文書抜粋 ▸
----------
医療機関の減収補填へ診療報酬概算払いを要請
 新型コロナウイルス感染症に関して医政局等へは、(1)医療従事者へのPCR検査を無償で定期的に実施すること、(2)「不要不急」の歯科治療の手控えなどを定めた厚生労働省事務連絡(4月6日付)の撤回と是正、(3)医療機関の減収補填としての診療報酬の概算払いについて要請した。
 厚労省は「不要不急」の歯科治療を控えるよううたった、いわゆる「4月6日通知」について、「感染拡大の広がりが見通せない中、あの時点で通知を出したことは間違っていたとは思わない」、「口腔の健康の保持や増進対策が重要であることは国としても認識しており、6月19日には歯科疾患の要望や重症化予防に取り組みながら、感染症患者に対応する歯科治療の体制確立に向けて通知を発出した」と回答した。
 近畿ブロックからは、兵庫協会や大阪歯科協会の会員から多数寄せられた、風評被害による受診控えや訪問歯科診療の拒否による治療中断などで重症化が起こっているなどの声を紹介。第2、第3波に備え、「歯科医院が院内感染防止に努めており安全である実態を、国はもっと発信すべき」と強調した。
----------
課題の要件 ▸ 医療機関の減収補填と歯科治療をめぐる要請の文章を、最後の文の後から書き継ぐ。

画像ポイント指定データ:
----------
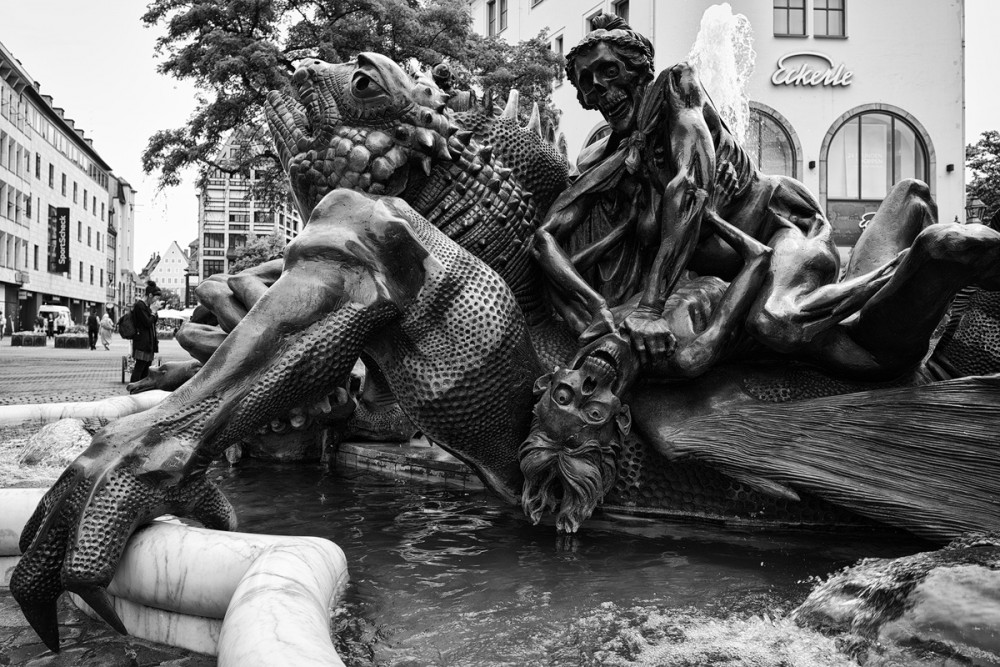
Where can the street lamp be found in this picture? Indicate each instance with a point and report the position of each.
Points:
(187, 287)
(974, 209)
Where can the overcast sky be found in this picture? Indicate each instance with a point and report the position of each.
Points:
(97, 61)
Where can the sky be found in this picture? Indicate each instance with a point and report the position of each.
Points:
(98, 62)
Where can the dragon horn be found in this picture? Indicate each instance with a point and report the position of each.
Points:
(535, 121)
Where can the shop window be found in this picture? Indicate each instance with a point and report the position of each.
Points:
(597, 134)
(869, 154)
(829, 18)
(789, 18)
(770, 146)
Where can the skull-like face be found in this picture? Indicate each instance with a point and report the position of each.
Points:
(606, 83)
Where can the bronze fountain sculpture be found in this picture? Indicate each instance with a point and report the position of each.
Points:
(449, 250)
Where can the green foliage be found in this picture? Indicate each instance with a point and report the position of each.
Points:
(983, 158)
(235, 51)
(259, 249)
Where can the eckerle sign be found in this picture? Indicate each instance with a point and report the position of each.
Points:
(804, 75)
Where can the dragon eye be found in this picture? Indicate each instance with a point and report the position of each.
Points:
(364, 87)
(595, 412)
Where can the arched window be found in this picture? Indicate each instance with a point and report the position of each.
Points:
(769, 145)
(869, 153)
(597, 134)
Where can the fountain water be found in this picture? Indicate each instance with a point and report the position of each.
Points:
(724, 58)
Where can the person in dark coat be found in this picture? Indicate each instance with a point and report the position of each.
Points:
(93, 327)
(144, 344)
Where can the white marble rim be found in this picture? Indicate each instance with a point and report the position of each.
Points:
(252, 600)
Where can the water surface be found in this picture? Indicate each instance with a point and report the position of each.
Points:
(446, 577)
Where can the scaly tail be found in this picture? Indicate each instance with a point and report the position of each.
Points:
(922, 458)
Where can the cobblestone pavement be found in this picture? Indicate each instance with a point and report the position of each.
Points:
(50, 375)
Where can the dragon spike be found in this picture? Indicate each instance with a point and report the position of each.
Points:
(535, 122)
(510, 111)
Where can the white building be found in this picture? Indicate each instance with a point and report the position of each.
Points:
(848, 96)
(59, 237)
(228, 215)
(170, 270)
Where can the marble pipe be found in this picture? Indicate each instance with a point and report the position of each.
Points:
(249, 599)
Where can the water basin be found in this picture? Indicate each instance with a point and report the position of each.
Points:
(441, 576)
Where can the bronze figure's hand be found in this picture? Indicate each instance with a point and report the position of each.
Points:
(650, 335)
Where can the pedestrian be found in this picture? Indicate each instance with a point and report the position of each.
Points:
(93, 328)
(144, 343)
(107, 326)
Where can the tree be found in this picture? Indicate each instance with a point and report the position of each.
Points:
(983, 158)
(259, 249)
(237, 50)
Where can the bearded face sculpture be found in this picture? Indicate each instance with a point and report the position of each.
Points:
(570, 458)
(606, 82)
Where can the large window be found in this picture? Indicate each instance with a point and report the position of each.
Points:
(770, 145)
(214, 266)
(789, 18)
(869, 154)
(214, 240)
(829, 18)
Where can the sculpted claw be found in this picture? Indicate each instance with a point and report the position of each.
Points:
(97, 598)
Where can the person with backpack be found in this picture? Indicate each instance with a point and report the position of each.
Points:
(144, 342)
(107, 326)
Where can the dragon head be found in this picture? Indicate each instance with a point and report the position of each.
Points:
(570, 457)
(364, 125)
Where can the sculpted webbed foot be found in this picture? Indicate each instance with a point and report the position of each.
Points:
(79, 530)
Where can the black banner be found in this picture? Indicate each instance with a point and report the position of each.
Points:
(58, 240)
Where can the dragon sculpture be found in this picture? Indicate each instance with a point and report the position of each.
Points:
(417, 257)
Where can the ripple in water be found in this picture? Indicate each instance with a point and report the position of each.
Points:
(445, 577)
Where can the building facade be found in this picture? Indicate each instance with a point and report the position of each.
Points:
(848, 96)
(170, 271)
(59, 237)
(229, 215)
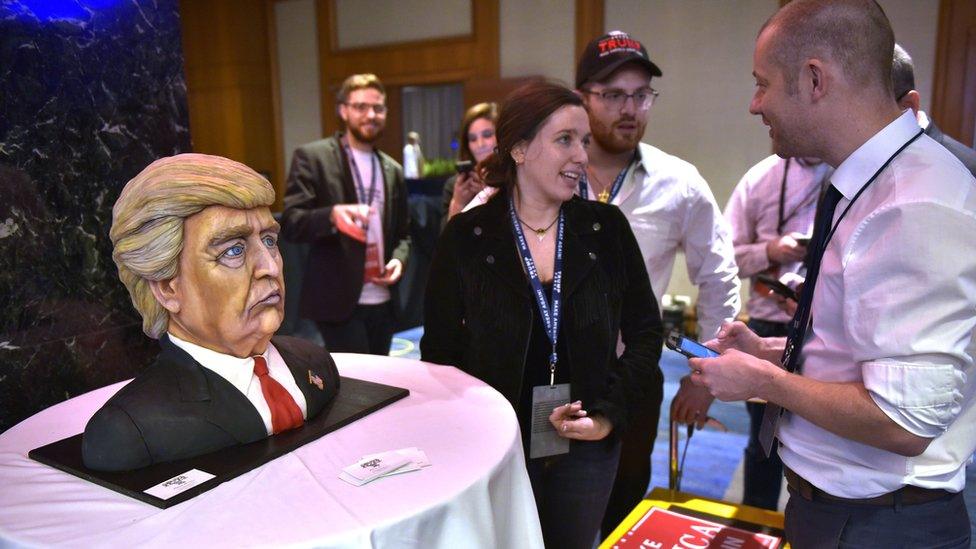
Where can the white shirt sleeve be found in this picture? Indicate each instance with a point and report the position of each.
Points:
(910, 310)
(750, 256)
(710, 259)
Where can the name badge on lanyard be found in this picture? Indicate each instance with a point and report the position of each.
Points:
(544, 440)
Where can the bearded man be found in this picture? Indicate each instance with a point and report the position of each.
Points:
(670, 209)
(348, 200)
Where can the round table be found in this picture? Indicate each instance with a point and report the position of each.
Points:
(476, 492)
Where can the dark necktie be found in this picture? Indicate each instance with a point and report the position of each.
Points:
(801, 320)
(285, 413)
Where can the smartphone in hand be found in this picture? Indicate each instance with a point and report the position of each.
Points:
(776, 286)
(688, 347)
(463, 166)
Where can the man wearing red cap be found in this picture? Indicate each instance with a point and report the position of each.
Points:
(670, 209)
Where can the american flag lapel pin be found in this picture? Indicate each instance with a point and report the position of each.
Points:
(316, 380)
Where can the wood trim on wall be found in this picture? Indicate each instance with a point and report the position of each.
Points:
(279, 139)
(954, 81)
(230, 84)
(456, 59)
(590, 23)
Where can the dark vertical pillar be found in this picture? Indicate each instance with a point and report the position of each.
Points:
(91, 91)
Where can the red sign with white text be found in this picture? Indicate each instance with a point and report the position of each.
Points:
(663, 529)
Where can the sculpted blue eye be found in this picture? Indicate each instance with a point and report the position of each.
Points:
(236, 250)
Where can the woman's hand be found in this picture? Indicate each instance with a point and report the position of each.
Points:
(466, 187)
(571, 421)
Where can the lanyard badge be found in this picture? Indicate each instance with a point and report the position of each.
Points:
(550, 313)
(360, 189)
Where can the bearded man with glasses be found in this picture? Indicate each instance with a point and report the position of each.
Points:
(348, 200)
(670, 208)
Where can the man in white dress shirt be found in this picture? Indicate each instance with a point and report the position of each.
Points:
(879, 418)
(670, 209)
(771, 212)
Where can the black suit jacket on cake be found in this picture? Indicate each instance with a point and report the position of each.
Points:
(319, 179)
(178, 409)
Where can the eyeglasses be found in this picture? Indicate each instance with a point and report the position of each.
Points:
(643, 98)
(363, 108)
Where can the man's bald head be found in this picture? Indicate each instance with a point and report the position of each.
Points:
(855, 34)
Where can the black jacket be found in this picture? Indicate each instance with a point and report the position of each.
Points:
(178, 409)
(319, 179)
(478, 310)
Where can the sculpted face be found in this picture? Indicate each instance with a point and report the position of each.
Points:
(229, 294)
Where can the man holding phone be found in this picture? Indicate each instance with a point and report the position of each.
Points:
(871, 396)
(771, 212)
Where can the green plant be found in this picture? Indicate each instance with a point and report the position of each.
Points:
(438, 167)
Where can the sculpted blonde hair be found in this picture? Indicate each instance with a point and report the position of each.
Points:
(147, 220)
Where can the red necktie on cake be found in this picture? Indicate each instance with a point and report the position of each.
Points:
(285, 413)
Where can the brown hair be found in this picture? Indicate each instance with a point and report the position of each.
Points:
(359, 82)
(488, 111)
(854, 33)
(524, 111)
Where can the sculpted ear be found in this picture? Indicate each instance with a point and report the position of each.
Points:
(166, 293)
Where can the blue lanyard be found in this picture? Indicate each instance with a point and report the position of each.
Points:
(614, 189)
(360, 190)
(550, 312)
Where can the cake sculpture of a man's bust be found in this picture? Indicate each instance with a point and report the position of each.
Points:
(197, 247)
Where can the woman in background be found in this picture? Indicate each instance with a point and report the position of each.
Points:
(530, 292)
(477, 142)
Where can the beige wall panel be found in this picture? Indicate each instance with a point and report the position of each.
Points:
(537, 38)
(916, 24)
(298, 69)
(377, 22)
(704, 49)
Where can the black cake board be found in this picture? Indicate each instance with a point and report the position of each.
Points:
(356, 399)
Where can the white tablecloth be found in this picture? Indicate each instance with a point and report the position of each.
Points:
(475, 494)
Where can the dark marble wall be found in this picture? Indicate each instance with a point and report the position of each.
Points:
(91, 91)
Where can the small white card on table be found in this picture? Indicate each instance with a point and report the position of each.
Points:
(179, 483)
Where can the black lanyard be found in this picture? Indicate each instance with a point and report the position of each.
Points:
(550, 313)
(783, 218)
(860, 192)
(360, 190)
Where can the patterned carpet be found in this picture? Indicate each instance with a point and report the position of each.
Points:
(713, 464)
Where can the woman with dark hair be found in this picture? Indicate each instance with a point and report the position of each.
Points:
(477, 142)
(530, 293)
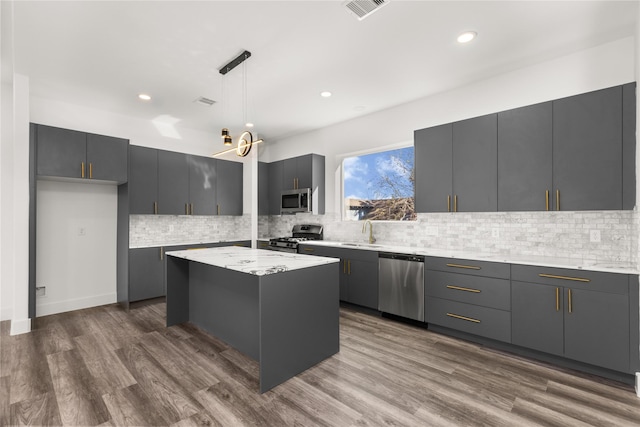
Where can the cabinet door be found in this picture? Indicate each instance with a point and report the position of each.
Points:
(433, 169)
(276, 170)
(263, 188)
(289, 173)
(597, 328)
(537, 317)
(173, 183)
(363, 284)
(107, 158)
(202, 185)
(61, 152)
(525, 158)
(146, 273)
(143, 180)
(475, 168)
(587, 151)
(229, 187)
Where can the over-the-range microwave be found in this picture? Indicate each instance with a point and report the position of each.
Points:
(294, 201)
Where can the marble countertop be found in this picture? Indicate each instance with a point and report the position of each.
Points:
(259, 262)
(573, 263)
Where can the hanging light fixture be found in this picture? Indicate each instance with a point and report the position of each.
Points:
(245, 141)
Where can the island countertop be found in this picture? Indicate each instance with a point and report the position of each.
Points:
(252, 261)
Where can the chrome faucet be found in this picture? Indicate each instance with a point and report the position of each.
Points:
(364, 229)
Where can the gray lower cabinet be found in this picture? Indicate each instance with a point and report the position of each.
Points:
(581, 315)
(146, 273)
(143, 180)
(229, 187)
(358, 273)
(587, 151)
(68, 153)
(525, 150)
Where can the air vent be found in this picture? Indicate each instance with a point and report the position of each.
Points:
(363, 8)
(205, 101)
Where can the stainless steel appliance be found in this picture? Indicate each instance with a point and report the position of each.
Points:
(401, 285)
(294, 201)
(299, 233)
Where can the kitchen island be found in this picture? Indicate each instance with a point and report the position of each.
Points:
(280, 309)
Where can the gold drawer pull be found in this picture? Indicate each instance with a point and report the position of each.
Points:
(458, 288)
(470, 267)
(468, 319)
(575, 279)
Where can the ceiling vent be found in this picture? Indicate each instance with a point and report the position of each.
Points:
(205, 101)
(363, 8)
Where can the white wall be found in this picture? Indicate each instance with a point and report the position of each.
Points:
(75, 245)
(600, 67)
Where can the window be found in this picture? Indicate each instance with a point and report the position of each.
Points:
(379, 186)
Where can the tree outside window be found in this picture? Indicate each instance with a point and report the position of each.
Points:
(380, 186)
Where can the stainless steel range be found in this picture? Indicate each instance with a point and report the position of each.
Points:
(300, 233)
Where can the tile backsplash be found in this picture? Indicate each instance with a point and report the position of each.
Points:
(551, 234)
(165, 230)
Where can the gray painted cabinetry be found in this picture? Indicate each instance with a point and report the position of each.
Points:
(68, 153)
(581, 315)
(358, 273)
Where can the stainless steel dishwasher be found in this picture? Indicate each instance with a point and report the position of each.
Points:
(401, 285)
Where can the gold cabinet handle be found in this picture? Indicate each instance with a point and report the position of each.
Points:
(468, 319)
(546, 196)
(458, 288)
(575, 279)
(470, 267)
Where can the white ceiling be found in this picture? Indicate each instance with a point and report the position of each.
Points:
(102, 54)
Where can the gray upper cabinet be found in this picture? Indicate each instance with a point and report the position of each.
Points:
(202, 185)
(229, 187)
(73, 154)
(525, 150)
(173, 183)
(587, 151)
(275, 172)
(475, 153)
(433, 168)
(629, 146)
(143, 180)
(263, 188)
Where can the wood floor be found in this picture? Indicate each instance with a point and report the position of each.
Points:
(105, 366)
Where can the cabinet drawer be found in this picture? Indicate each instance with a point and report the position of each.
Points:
(473, 319)
(578, 279)
(465, 266)
(484, 291)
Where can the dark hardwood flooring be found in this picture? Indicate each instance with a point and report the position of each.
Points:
(105, 366)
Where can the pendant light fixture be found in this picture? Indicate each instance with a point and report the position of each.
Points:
(245, 141)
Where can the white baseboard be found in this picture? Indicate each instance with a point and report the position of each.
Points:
(45, 309)
(6, 312)
(20, 326)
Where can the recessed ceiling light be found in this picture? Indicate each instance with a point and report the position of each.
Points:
(467, 36)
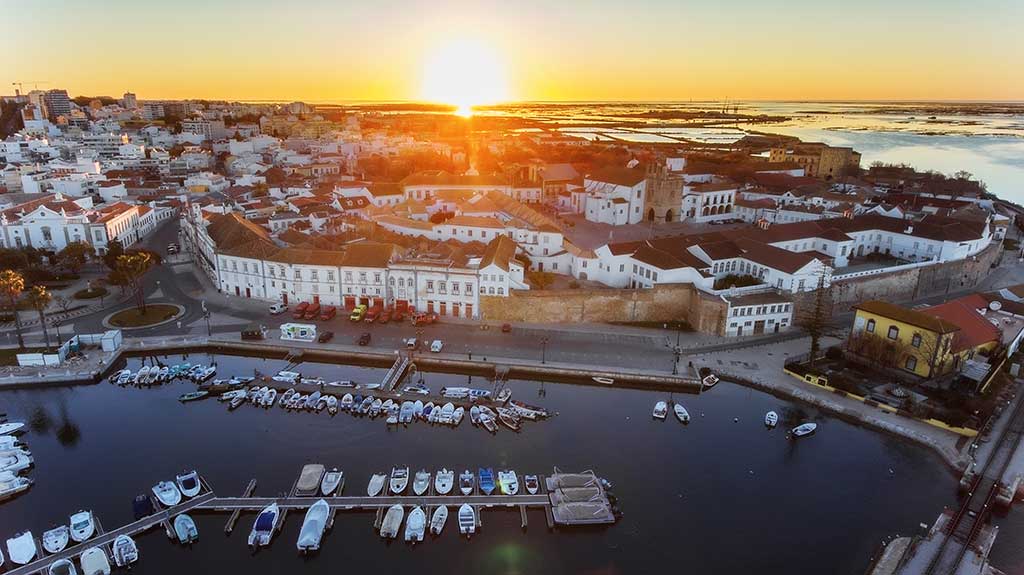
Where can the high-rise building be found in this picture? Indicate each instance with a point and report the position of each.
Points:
(57, 103)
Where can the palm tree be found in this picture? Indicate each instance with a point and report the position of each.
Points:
(39, 298)
(11, 285)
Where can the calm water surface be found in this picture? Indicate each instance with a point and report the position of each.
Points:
(722, 496)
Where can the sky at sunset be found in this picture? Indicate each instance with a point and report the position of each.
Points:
(483, 52)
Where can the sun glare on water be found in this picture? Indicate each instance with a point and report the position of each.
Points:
(464, 74)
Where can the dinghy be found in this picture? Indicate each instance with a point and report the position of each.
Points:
(167, 493)
(467, 520)
(188, 484)
(94, 562)
(443, 481)
(264, 526)
(681, 413)
(399, 479)
(185, 529)
(392, 521)
(466, 482)
(438, 519)
(22, 547)
(55, 539)
(125, 550)
(421, 482)
(416, 524)
(313, 526)
(376, 484)
(83, 526)
(331, 481)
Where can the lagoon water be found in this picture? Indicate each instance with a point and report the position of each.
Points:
(721, 496)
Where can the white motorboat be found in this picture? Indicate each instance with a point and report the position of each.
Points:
(438, 519)
(22, 547)
(94, 562)
(399, 479)
(188, 483)
(264, 526)
(313, 526)
(392, 521)
(331, 481)
(443, 481)
(467, 520)
(681, 413)
(416, 524)
(804, 429)
(508, 482)
(125, 550)
(55, 539)
(167, 493)
(61, 567)
(83, 526)
(660, 409)
(466, 482)
(421, 482)
(184, 528)
(376, 484)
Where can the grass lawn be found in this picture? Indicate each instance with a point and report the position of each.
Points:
(135, 318)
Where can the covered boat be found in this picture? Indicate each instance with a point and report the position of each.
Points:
(313, 526)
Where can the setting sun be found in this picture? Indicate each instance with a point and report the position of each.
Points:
(464, 73)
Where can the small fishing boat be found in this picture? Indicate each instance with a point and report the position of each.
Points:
(125, 550)
(681, 413)
(399, 479)
(467, 520)
(421, 482)
(392, 521)
(660, 410)
(313, 526)
(532, 484)
(804, 429)
(416, 524)
(167, 493)
(437, 520)
(443, 481)
(193, 396)
(376, 484)
(61, 567)
(94, 562)
(22, 547)
(466, 482)
(188, 483)
(486, 477)
(331, 481)
(83, 526)
(508, 482)
(185, 529)
(264, 526)
(54, 540)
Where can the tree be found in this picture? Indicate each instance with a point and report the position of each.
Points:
(39, 298)
(74, 256)
(130, 269)
(11, 285)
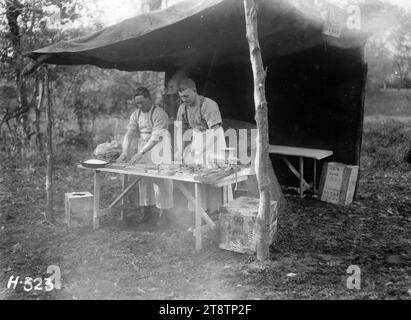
----------
最終解答 ▸
 また、医療機関の減収補填としての診療報酬の概算払いの要請について、厚労省は「概算請求は、自然災害やレセコンの水没などの場合に適応される。実際に行っていない診療行為に対して保険給付を行うことになり、難しい」と答弁。近畿ブロックからは、「非営利で高い公益性を持つ保険医療機関として歯科医療の提供体制を支えてきた。減収補填することは当然であり、概算払いを認めるべきだ」と訴えた。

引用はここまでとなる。